Copy the rows below verbatim, everything from the first line down to and including the line that contains "[(99, 78), (13, 89)]".
*** Provided records ***
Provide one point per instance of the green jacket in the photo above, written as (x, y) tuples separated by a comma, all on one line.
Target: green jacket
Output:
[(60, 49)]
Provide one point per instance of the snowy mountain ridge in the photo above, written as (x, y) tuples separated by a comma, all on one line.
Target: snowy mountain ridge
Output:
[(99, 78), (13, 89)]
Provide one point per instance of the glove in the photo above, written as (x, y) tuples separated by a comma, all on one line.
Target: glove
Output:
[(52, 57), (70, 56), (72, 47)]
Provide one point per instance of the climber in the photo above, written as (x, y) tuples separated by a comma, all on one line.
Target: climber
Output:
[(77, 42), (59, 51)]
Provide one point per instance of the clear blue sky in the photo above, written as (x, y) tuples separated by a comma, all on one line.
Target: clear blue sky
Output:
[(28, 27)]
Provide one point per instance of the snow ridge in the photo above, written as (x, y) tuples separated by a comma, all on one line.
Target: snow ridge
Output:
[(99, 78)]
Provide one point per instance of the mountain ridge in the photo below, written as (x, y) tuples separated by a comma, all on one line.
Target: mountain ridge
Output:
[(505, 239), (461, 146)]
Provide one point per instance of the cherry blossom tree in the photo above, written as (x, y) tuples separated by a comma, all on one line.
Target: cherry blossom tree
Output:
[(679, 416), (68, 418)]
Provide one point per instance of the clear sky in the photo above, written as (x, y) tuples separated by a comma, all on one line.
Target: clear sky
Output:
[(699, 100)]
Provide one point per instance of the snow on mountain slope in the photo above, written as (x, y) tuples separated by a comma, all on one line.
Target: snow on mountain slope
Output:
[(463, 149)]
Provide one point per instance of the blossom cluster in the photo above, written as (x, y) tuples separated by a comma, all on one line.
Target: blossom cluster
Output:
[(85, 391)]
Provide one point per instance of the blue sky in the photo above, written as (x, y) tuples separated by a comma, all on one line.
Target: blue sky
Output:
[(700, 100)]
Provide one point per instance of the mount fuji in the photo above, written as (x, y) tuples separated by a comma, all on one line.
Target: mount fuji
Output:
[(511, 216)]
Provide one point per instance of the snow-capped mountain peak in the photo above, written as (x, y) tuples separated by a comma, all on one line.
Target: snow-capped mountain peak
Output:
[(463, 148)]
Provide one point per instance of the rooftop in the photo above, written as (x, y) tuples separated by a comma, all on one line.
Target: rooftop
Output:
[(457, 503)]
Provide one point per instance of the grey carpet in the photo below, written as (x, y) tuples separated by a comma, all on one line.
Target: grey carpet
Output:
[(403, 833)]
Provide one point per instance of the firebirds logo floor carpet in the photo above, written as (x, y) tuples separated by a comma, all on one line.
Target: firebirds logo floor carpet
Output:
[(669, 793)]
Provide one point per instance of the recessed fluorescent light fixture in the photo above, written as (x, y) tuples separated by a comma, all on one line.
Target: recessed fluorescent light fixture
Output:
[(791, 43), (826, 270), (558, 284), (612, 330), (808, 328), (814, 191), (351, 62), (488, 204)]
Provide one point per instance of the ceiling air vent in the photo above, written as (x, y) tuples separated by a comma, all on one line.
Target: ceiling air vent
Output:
***
■ **Response to the task**
Provide one point per instance of the green jacket in the photo above, written as (x, y) tuples separated by a comma, all on one line.
Target: green jacket
Output:
[(60, 49)]
Provide one point per instance of the snowy mountain ridge in the photo above, written as (x, y) tuples separated by a comma, all on one line.
Target: snowy mountain ridge
Output:
[(99, 78), (13, 89)]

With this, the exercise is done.